■ EXTRACT PROVIDED:
--------------------
A Jeurys Familia turnaround would be sweet

In 2017 the bullpen proved to be a source of woe to the Mets, and as a result, the team has been loading up on relievers since the 2017 mid season. But perhaps the key to bullpen resurgence in 2018 may well be a pitcher who has been on the roster for years, namely hard-throwing right-hander Jeurys Familia.

Familia was the team’s closer for the 2015 and 2016 seasons, and he contributed mightily to getting the team into the postseason both years. However, last year Familia was hit with a triple whammy, enduring a suspension for apparent domestic violence, then shoulder surgery, and when he was finally pitching, he wasn’t very good.

The domestic violence suspension cost him about a month of playing time, his first appearance was on April 30. Then on May 11 he suffered the shoulder injury and had surgery the next day to remove an arterial blood clot in his right shoulder. After months of recovery and minor league rehab pitching assignments, Familia returned to the big club on August 25, with less than stellar results.

Looking at Familia’s stats, (courtesy of FanGraphs), he pitched in 26 games with 24.2 IP and an ERA of 4.38 in 2017. He did strike out batters at a rate of 9.12 per nine innings which is very close to his lifetime average of 9.17. His walk rate, however, ballooned. He was giving out free passes at the rate of 5.47 per nine innings, well above his career stat of 3.69.

As to his pitching velocity, it decreased a bit in 2017. His fastball velocity was 96.8, still quite good but below his lifetime mark of 97.3 He also showed a decrease in velocity for his splitter, averaging 92.6 for 2017, as opposed to his lifetime stat of 93.5.
--------------------
■ PROVIDED DATA:
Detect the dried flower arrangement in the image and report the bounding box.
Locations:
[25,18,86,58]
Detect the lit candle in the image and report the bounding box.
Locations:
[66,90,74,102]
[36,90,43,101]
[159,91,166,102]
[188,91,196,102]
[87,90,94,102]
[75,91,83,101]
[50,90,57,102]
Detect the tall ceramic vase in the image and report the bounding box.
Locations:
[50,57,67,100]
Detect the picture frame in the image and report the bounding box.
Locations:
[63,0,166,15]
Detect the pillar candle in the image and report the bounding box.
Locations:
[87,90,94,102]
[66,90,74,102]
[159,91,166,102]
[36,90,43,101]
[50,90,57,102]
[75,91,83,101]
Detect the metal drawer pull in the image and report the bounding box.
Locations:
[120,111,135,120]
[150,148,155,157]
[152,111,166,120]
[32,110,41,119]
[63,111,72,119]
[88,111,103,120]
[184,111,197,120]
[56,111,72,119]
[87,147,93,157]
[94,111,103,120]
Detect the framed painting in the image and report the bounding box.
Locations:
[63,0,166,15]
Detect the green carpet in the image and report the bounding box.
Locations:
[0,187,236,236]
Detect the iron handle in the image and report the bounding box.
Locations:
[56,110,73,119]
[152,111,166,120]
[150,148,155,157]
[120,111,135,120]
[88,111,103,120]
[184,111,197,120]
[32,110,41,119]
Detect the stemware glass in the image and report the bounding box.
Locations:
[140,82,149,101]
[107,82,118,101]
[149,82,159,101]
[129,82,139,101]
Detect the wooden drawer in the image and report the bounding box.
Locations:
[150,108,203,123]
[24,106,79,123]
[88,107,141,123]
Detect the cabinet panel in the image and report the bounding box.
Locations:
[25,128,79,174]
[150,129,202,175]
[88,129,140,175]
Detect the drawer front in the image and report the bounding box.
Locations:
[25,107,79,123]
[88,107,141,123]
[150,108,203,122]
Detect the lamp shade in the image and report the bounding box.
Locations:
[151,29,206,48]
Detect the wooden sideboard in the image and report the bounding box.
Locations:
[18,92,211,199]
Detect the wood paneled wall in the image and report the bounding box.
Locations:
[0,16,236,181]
--------------------
■ EXERCISE:
Reproduce the passage of the Jeurys Familia piece between "The domestic violence" and "stat of 3.69.", inclusive, replacing "big club" with "major league roster".

■ RESULT OF THIS EXERCISE:
The domestic violence suspension cost him about a month of playing time, his first appearance was on April 30. Then on May 11 he suffered the shoulder injury and had surgery the next day to remove an arterial blood clot in his right shoulder. After months of recovery and minor league rehab pitching assignments, Familia returned to the major league roster on August 25, with less than stellar results.

Looking at Familia’s stats, (courtesy of FanGraphs), he pitched in 26 games with 24.2 IP and an ERA of 4.38 in 2017. He did strike out batters at a rate of 9.12 per nine innings which is very close to his lifetime average of 9.17. His walk rate, however, ballooned. He was giving out free passes at the rate of 5.47 per nine innings, well above his career stat of 3.69.